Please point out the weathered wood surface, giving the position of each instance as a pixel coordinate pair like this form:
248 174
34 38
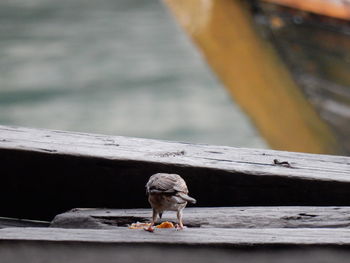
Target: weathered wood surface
332 8
15 222
83 252
189 236
45 172
218 217
239 160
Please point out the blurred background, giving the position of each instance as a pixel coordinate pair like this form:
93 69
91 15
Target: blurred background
120 67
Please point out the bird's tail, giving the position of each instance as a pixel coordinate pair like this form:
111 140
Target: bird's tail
187 198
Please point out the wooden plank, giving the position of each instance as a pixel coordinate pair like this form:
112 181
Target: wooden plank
16 222
189 236
332 8
225 33
72 169
34 252
212 217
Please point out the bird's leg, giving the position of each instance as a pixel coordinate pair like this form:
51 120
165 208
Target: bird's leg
154 218
180 225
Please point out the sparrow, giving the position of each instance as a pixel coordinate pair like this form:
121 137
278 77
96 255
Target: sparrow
167 192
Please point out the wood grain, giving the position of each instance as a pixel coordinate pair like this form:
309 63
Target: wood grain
213 217
45 172
189 236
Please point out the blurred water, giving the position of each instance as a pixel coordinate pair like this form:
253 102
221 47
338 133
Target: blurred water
119 67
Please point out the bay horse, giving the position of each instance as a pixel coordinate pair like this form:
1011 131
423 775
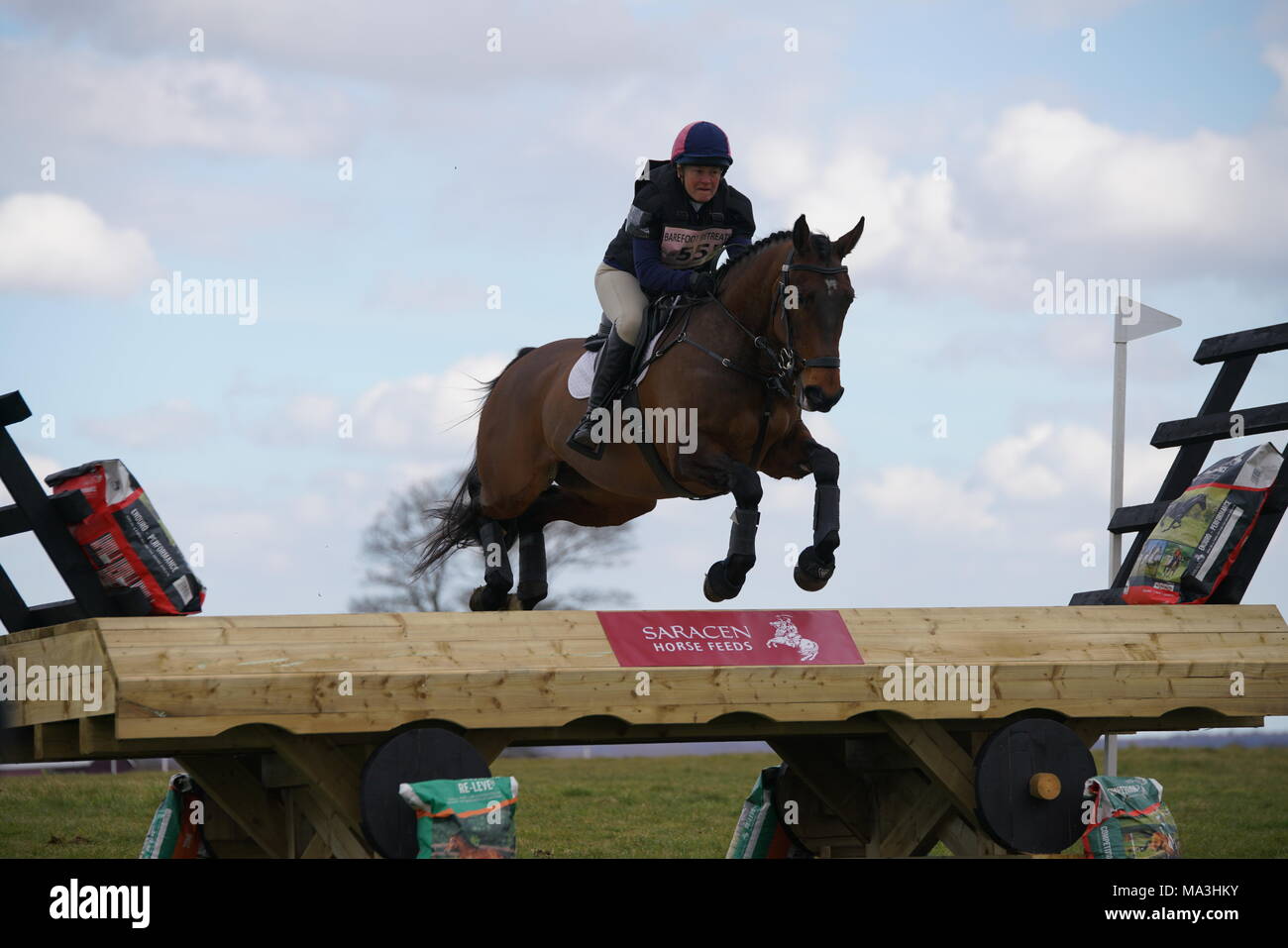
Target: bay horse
748 361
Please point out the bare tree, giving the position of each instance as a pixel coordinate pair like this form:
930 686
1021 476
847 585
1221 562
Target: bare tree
390 549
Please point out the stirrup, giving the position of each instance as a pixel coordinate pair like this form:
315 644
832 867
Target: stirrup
595 453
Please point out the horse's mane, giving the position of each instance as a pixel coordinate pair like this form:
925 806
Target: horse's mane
822 247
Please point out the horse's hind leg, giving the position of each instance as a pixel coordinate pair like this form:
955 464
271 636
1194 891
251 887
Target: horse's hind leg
532 561
497 576
725 576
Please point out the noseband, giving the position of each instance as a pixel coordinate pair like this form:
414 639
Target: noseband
787 361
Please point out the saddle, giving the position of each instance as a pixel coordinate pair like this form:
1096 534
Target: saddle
657 318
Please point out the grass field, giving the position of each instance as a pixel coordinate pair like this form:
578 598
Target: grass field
1228 801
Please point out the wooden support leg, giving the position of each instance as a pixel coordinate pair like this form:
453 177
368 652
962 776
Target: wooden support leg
331 773
489 742
940 758
820 764
237 790
965 840
909 810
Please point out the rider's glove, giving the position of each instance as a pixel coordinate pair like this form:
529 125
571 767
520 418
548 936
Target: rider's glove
702 283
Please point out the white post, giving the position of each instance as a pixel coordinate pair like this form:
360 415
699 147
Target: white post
1116 500
1132 321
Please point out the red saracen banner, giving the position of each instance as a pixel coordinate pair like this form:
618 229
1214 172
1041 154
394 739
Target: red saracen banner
798 636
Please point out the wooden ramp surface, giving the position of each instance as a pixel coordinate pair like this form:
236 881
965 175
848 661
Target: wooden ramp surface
170 682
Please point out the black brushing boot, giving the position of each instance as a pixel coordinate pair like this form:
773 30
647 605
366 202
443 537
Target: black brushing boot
613 364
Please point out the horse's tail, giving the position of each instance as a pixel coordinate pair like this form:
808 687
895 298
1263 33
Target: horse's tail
459 518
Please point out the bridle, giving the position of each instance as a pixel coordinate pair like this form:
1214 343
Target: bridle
789 364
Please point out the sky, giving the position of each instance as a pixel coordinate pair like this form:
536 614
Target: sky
385 171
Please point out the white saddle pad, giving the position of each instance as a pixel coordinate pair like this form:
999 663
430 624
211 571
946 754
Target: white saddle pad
584 369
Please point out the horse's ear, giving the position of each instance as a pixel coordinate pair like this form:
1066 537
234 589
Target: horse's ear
846 244
800 235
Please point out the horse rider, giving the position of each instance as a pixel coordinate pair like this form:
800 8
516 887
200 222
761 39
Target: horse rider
681 220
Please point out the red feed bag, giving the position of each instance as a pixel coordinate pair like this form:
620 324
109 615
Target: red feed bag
125 540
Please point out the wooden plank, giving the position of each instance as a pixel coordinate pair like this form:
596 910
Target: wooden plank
632 715
489 742
62 660
527 697
1245 343
980 648
239 791
55 741
1262 419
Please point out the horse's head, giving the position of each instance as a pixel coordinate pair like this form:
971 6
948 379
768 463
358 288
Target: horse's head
815 312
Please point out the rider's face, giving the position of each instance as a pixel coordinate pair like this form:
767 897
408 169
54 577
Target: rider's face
699 180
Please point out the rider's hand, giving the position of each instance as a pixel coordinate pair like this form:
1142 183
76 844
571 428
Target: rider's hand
702 283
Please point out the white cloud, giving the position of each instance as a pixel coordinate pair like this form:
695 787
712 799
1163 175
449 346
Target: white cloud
921 498
426 415
184 101
58 245
175 421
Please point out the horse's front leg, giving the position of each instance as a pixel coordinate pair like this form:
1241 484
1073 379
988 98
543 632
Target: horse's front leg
816 563
725 576
794 456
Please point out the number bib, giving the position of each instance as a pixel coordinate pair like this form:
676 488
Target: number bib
684 248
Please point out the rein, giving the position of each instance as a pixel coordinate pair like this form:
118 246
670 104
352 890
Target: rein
787 361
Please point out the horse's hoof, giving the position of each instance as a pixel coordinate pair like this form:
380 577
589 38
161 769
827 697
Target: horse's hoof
811 574
716 587
488 599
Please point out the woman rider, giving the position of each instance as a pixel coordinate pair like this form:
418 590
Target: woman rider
681 220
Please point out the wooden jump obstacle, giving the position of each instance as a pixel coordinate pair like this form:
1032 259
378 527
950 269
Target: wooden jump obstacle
275 716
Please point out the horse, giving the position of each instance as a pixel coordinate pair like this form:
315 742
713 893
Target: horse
748 360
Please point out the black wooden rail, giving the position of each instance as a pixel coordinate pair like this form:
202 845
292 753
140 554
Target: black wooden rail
34 510
1194 437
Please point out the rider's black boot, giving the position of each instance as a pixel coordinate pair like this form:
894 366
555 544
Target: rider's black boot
613 364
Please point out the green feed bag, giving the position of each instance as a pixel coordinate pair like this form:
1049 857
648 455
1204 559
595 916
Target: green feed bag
176 831
464 819
759 835
1128 819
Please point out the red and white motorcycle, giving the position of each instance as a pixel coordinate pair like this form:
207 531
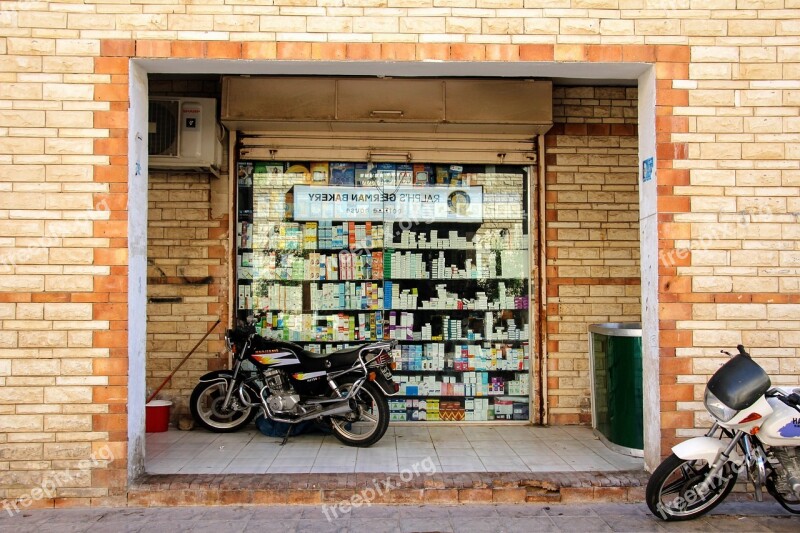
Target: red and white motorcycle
756 431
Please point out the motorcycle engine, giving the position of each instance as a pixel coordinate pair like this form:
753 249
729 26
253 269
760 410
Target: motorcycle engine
788 480
282 398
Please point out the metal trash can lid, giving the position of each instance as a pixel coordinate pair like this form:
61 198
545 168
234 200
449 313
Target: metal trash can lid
617 329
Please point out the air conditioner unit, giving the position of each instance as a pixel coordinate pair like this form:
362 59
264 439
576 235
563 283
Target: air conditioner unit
183 134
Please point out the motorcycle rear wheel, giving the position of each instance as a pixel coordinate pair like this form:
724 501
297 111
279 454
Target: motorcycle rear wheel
206 407
676 490
373 417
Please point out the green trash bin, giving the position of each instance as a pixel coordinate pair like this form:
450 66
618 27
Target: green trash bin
616 372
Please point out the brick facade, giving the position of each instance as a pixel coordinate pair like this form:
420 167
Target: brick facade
727 122
592 233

### About this task
Retype the entries word for word. Omit any images.

### Answer to this task
Please point out the weathered wood surface, giving the position of each instance as a pixel coordinate pair like this form:
248 174
34 38
Target: weathered wood surface
332 8
15 222
83 252
189 236
45 172
218 217
239 160
Please point out the blurred background, giving the position of each instance as a pixel coordinate pair like this form:
93 69
91 15
Target: blurred background
120 67
Please point out the bird's tail, giving the position of each instance as a pixel coordinate pair like this form:
111 140
Target: bird's tail
187 198
Please point out the wooden plank, giving the position of each instance as a pixel coordinate pair like this form:
112 181
Target: wooden plank
16 222
189 236
332 8
225 33
72 169
34 252
212 217
Please point out the bird's leg, giving the position of each instance as a pixel coordinate pair like this form:
51 120
165 208
Target: bird's leg
154 218
180 225
Please point out the sparrow, giving the position of each instance as a pixel coordinate pair like this form:
121 137
278 77
96 255
Target: sparrow
167 192
Please point out the wood grain, giving the position of each instance as a pixel coordinate pair like this form:
309 63
Target: wood grain
213 217
45 172
189 236
Please point out the blurred water, giving the position of each instance as a pixel coordinate pair like this form:
253 102
221 47
338 133
Target: blurred water
119 67
Please point out the bay horse, giving the position of each instance as a pixel coordinate pair like this form:
1011 131
423 775
Target: bay horse
748 361
Please point out the bare tree, giving the position of each instance as a pixel coordinate pair like this form:
930 686
1021 476
847 585
1221 562
Target: bare tree
390 549
Please point out the stirrup, giving the position of each instance as a pixel coordinate pair like this form:
315 644
832 867
Target: stirrup
595 453
Please point out the horse's mane, giving the position of each instance as a pixel coordinate pair like this form:
925 806
Target: horse's mane
822 247
Please point out the horse's hind leg, giving the position of each instance as a pixel coordinate pair like this form:
955 464
271 636
1194 891
251 887
Target: horse's hind leg
532 561
497 576
725 576
Please point out the noseband, giving the position of each instance as a pixel coordinate pair like this form:
414 639
Target: noseband
787 361
Please point out the saddle, giving the position of each instance as a pixel coordinate pair like this form:
1096 534
Target: saddle
657 318
Please point out the grass field, giving the position of each instance as a pixel coordinate pair like this form:
578 598
Target: grass field
1228 801
Please point out the wooden support leg, giving the position of each instance as a pixel coordinate pair like this form:
453 177
368 652
962 776
Target: wooden support leg
331 773
489 742
940 758
820 764
237 790
965 840
909 810
Please point out the rider's glove, giving the position of each instance as a pixel coordinate pair like this form:
529 125
571 767
520 418
548 936
Target: rider's glove
702 283
Please point out the white post, giving the position of each instance as a pixel coordinate pair like this form:
360 415
699 147
Target: white post
1116 500
1132 321
Please point out the red saracen banner, giving the position of each instance as a pixel coordinate pair like this form:
618 229
1214 172
1041 154
394 739
Target: red saracen banner
798 636
Please point out the wooden ramp surface, giving the position of each instance as a pixel coordinate pair like this form:
236 881
965 175
848 661
Target: wooden ramp surface
170 682
Please point out the black brushing boot, giving the position of each instance as a pixel coordinate pair like this form:
773 30
647 605
366 202
443 537
Target: black brushing boot
613 364
Please point out the horse's tail, giving the position of each instance as a pixel coordinate pair like this form:
808 687
895 298
1263 33
Target: horse's tail
459 518
Please point out the bridle, giving the position of each instance as a pixel coordinate pair like this form:
1214 343
Target: bridle
789 364
Please point out the sky, giving the position of each instance as a pixel coordinate pair like this form:
536 614
Target: sky
385 171
Please point out the white saddle pad, giving the position of each instance as a pixel coordinate pair like this form:
999 663
430 624
211 571
946 754
Target: white saddle pad
584 369
Please point out the horse's ear, giving the position of each instance as a pixel coordinate pair like this form:
1066 537
234 589
Target: horse's ear
846 244
800 235
Please point out the horse rider, giving the position of each instance as a pixel coordinate pair like this form:
800 8
516 887
200 222
761 39
Target: horse rider
681 220
Please point out the red feed bag, giving the position of each instance as a pixel coordinate pair like this form:
620 324
109 615
Target: red feed bag
125 540
Please point out the wooden plank, giving the position of each instance as a pixel coordinate pair like this form:
596 910
Target: wooden plank
632 715
489 742
62 660
527 697
1245 343
980 648
239 791
55 741
1262 419
Please point out the horse's head, giving the position of each instance as a pixel coordinate pair like this form:
971 6
948 379
768 463
358 288
Target: horse's head
815 312
Please point out the rider's face, giving the position of each instance as a pixel coordinate pair like this form:
767 897
408 169
54 577
Target: rider's face
699 180
Please point out the rider's hand, giving the position of each instance as a pixel coordinate pair like this form:
1142 183
76 844
571 428
Target: rider's hand
702 283
Please point out the white cloud, giving the position of each instance as a pixel coordinate pair like this form:
695 787
712 799
1163 175
449 346
Target: white cloud
921 498
426 415
184 101
58 245
175 421
Please point out the horse's front leg, giving the position of each instance as a pixel coordinate pair like this form:
1241 484
1073 379
988 98
543 632
Target: horse's front leg
816 563
725 576
794 456
Please point out the number bib, giving the position of each instance as a pixel coordinate pair like this form:
676 488
Target: number bib
684 248
Please point out the rein, giving the position of each instance as a pixel coordinate pair like this form:
118 246
670 104
352 890
Target: rein
787 361
Please point out the horse's hoof, giving the position of each instance as a pixel coordinate pair like this form:
380 577
589 38
161 769
827 697
Target: horse's hoof
811 574
716 587
488 599
Please point out the woman rider, giving the position of each instance as a pixel coordinate pair like this form:
418 590
Target: woman rider
681 220
Please point out the wooden jump obstacle, giving the position of each instance as a pixel coordinate pair like this form:
1032 259
378 527
950 269
Target: wooden jump obstacle
275 716
Please point out the horse, giving the position of each instance as a pixel coordinate pair like this form:
315 742
713 893
Target: horse
748 360
Please point out the black wooden rail, giving the position of each instance as a pixel coordinate pair like this form:
202 845
292 753
140 554
Target: black wooden rail
34 510
1194 437
Please point out the rider's black boot, giving the position of each instance as a pixel coordinate pair like this form:
894 366
555 544
Target: rider's black boot
613 364
Please point out the green feed bag, giving the position of each instance as a pixel coordinate pair like this form:
1049 857
648 455
1204 559
595 916
Target: green feed bag
176 831
464 819
759 835
1128 819
Please point out the red and white motorcycle, giving the position of each instance as a pixel coordinate pair like this form:
207 531
Target: red and white motorcycle
756 431
Please point out the motorcycle engine, giving the position of each instance as a pixel coordinate pair like this form:
753 249
729 26
253 269
760 410
Target: motorcycle engine
788 480
282 398
Please point out the metal trash can lid, giving the position of each instance as a pixel coordinate pair like this form:
61 198
545 168
234 200
449 313
Target: metal trash can lid
617 329
Please point out the air conditioner unit, giving the position of each instance as a pixel coordinate pair like this form:
362 59
264 439
576 235
563 283
Target: air conditioner unit
183 134
Please point out the motorcycle rear wheel, giving the position of each instance as a pixel coordinate pair like this form:
724 501
297 111
279 454
Target: motorcycle rear wheel
206 407
676 490
373 417
Please point out the green trash bin, giving the position of each instance as a pixel coordinate pair like this form:
450 66
618 27
Target: green trash bin
616 372
Please point out the brick facade, giving the position of each instance as a pixel coordinate pair like this form:
420 167
Target: brick facade
727 122
592 233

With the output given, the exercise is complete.